# [The exercise]
Report every line of the entries below that contains the string "shirt", copying each line in full. Case counts, so match the capitalization exactly.

[A run of entries]
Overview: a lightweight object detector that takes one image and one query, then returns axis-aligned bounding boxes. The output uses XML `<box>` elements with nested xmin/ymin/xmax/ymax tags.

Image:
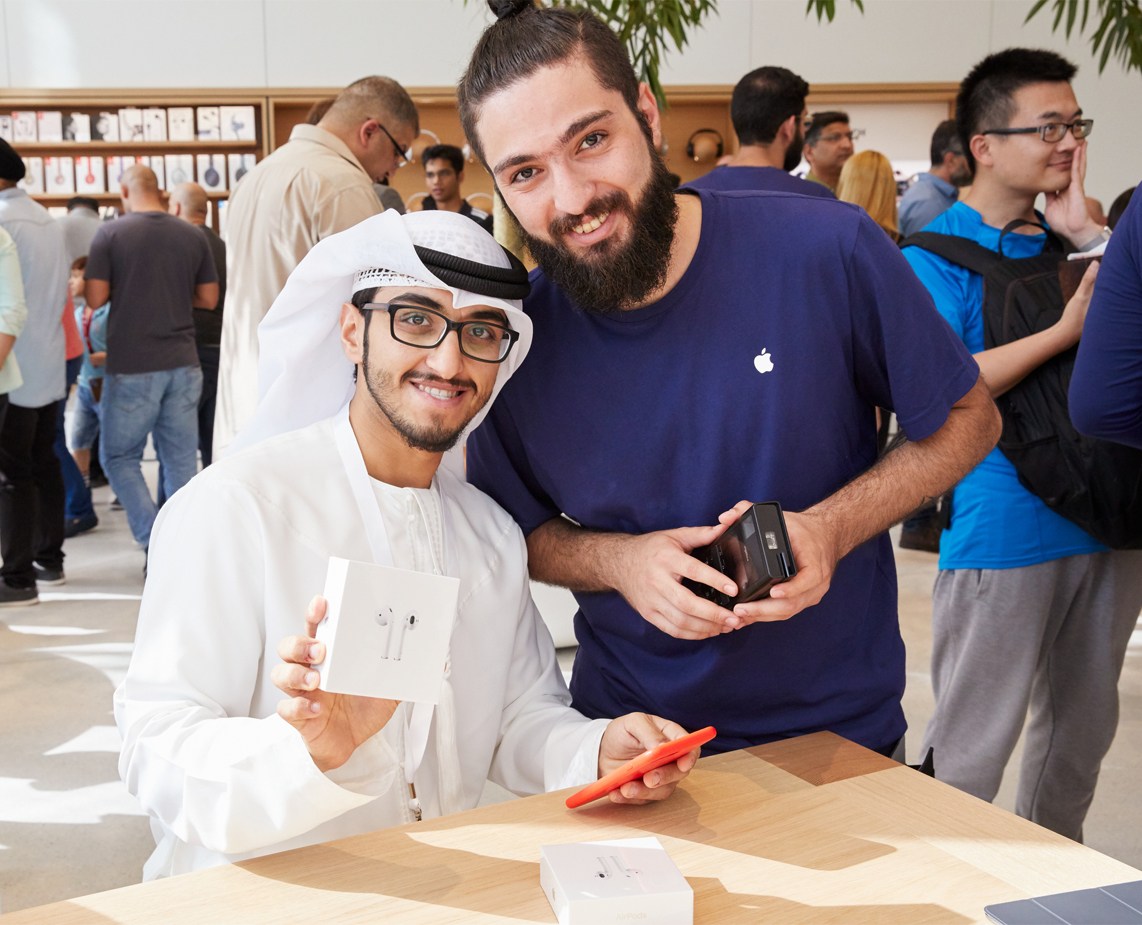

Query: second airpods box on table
<box><xmin>316</xmin><ymin>558</ymin><xmax>460</xmax><ymax>703</ymax></box>
<box><xmin>539</xmin><ymin>838</ymin><xmax>694</xmax><ymax>925</ymax></box>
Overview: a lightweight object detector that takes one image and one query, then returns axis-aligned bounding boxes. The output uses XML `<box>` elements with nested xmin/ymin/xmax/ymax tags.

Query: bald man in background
<box><xmin>214</xmin><ymin>77</ymin><xmax>420</xmax><ymax>455</ymax></box>
<box><xmin>85</xmin><ymin>164</ymin><xmax>218</xmax><ymax>561</ymax></box>
<box><xmin>168</xmin><ymin>183</ymin><xmax>226</xmax><ymax>468</ymax></box>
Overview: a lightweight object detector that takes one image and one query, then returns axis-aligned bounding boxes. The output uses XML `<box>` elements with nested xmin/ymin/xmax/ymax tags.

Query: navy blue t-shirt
<box><xmin>467</xmin><ymin>191</ymin><xmax>978</xmax><ymax>751</ymax></box>
<box><xmin>683</xmin><ymin>164</ymin><xmax>836</xmax><ymax>199</ymax></box>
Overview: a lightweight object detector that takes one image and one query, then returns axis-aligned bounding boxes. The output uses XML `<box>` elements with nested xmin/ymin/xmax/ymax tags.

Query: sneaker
<box><xmin>64</xmin><ymin>514</ymin><xmax>99</xmax><ymax>539</ymax></box>
<box><xmin>35</xmin><ymin>565</ymin><xmax>67</xmax><ymax>585</ymax></box>
<box><xmin>0</xmin><ymin>581</ymin><xmax>40</xmax><ymax>608</ymax></box>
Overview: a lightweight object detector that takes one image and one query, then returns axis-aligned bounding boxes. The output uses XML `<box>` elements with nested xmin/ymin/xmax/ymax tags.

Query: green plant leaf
<box><xmin>1024</xmin><ymin>0</ymin><xmax>1142</xmax><ymax>74</ymax></box>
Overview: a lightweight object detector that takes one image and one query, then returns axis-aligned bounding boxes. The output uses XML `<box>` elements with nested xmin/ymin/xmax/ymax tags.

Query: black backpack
<box><xmin>901</xmin><ymin>222</ymin><xmax>1142</xmax><ymax>549</ymax></box>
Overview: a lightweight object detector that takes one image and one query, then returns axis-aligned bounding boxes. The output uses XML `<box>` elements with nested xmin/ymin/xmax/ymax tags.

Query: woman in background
<box><xmin>837</xmin><ymin>151</ymin><xmax>900</xmax><ymax>243</ymax></box>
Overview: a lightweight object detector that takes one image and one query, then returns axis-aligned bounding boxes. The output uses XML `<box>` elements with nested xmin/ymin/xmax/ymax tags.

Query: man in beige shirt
<box><xmin>214</xmin><ymin>77</ymin><xmax>420</xmax><ymax>455</ymax></box>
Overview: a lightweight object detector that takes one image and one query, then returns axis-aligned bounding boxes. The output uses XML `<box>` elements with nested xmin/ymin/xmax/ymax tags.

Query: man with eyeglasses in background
<box><xmin>214</xmin><ymin>77</ymin><xmax>420</xmax><ymax>456</ymax></box>
<box><xmin>804</xmin><ymin>111</ymin><xmax>864</xmax><ymax>193</ymax></box>
<box><xmin>904</xmin><ymin>48</ymin><xmax>1142</xmax><ymax>840</ymax></box>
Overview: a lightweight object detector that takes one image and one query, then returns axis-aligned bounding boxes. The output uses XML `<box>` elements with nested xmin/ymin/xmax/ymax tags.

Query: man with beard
<box><xmin>459</xmin><ymin>1</ymin><xmax>999</xmax><ymax>754</ymax></box>
<box><xmin>686</xmin><ymin>67</ymin><xmax>834</xmax><ymax>199</ymax></box>
<box><xmin>115</xmin><ymin>210</ymin><xmax>698</xmax><ymax>878</ymax></box>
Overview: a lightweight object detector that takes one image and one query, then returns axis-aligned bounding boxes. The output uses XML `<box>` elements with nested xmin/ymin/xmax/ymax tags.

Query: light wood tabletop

# [Written answer]
Query: navy blue t-shirt
Query: man in beige shirt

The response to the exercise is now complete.